Document excerpt -
***

Grilled BBQ Chicken (Barbecue Chicken Recipe) image

Say hello to your newest go-to summer staple, the best Grilled BBQ Chicken recipe! This easy recipe utilizes a quick BBQ chicken marinade, a flavorful BBQ chicken dry rub, & indirect grilling, yielding perfectly tender, juicy, & flavorful BBQ chicken every time. The only grilled barbecue chicken recipe you'll need from now on!

Provided by Jess Larson | Plays Well With Butter

Categories     Main Dishes

Time 12h

Number Of Ingredients 15

1 4-5-pound package bone-in chicken thighs from ALDI (see Recipe Notes)
kosher salt, to season
2 cups Burman's BBQ sauce of choice (found at ALDI)
for serving, as desired: extra Burman's BBQ sauce of choice, freshly snipped chives, grilled corn, potato salad, macaroni salad, coleslaw, cornbread, etc.
1 16-ounce beer of choice (see Recipe Notes)
1 tablespoon kosher salt
3 tablespoons firmly packed brown sugar
1 1/2 teaspoons chili powder
1 1/2 teaspoons ground cumin
1 1/2 teaspoons garlic powder
1 1/2 teaspoons mustard powder
1 1/2 teaspoons onion powder
1 1/2 teaspoons smoked paprika
1/2 teaspoon ground black pepper
optional: 1/8-1/4 teaspoon cayenne pepper

Steps:

  • If you'd like to make BBQ chicken without the skin, tear the skin off of each chicken thigh. If you'd like to make skin-on BBQ chicken, simply trim off any excess skin or fat.

***

Problem to solve - Write out the entire barbecue chicken recipe excerpt word for word. Rely only on the barbecue chicken recipe excerpt above.

Data extract -
***

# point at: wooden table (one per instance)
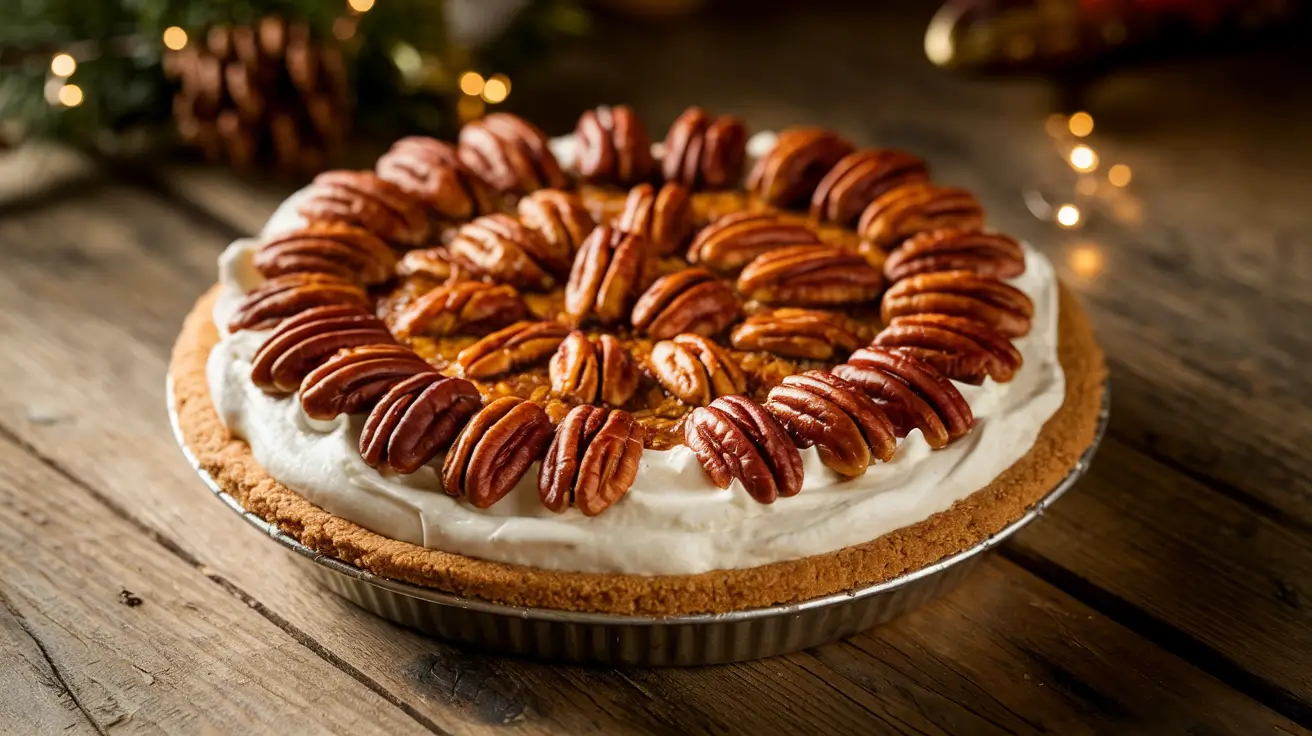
(1169, 592)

***

Answer to this task -
Grilled BBQ Chicken (Barbecue Chicken Recipe) image

Say hello to your newest go-to summer staple, the best Grilled BBQ Chicken recipe! This easy recipe utilizes a quick BBQ chicken marinade, a flavorful BBQ chicken dry rub, & indirect grilling, yielding perfectly tender, juicy, & flavorful BBQ chicken every time. The only grilled barbecue chicken recipe you'll need from now on!

Provided by Jess Larson | Plays Well With Butter

Categories     Main Dishes

Time 12h

Number Of Ingredients 15

1 4-5-pound package bone-in chicken thighs from ALDI (see Recipe Notes)
kosher salt, to season
2 cups Burman's BBQ sauce of choice (found at ALDI)
for serving, as desired: extra Burman's BBQ sauce of choice, freshly snipped chives, grilled corn, potato salad, macaroni salad, coleslaw, cornbread, etc.
1 16-ounce beer of choice (see Recipe Notes)
1 tablespoon kosher salt
3 tablespoons firmly packed brown sugar
1 1/2 teaspoons chili powder
1 1/2 teaspoons ground cumin
1 1/2 teaspoons garlic powder
1 1/2 teaspoons mustard powder
1 1/2 teaspoons onion powder
1 1/2 teaspoons smoked paprika
1/2 teaspoon ground black pepper
optional: 1/8-1/4 teaspoon cayenne pepper

Steps:

  • If you'd like to make BBQ chicken without the skin, tear the skin off of each chicken thigh. If you'd like to make skin-on BBQ chicken, simply trim off any excess skin or fat.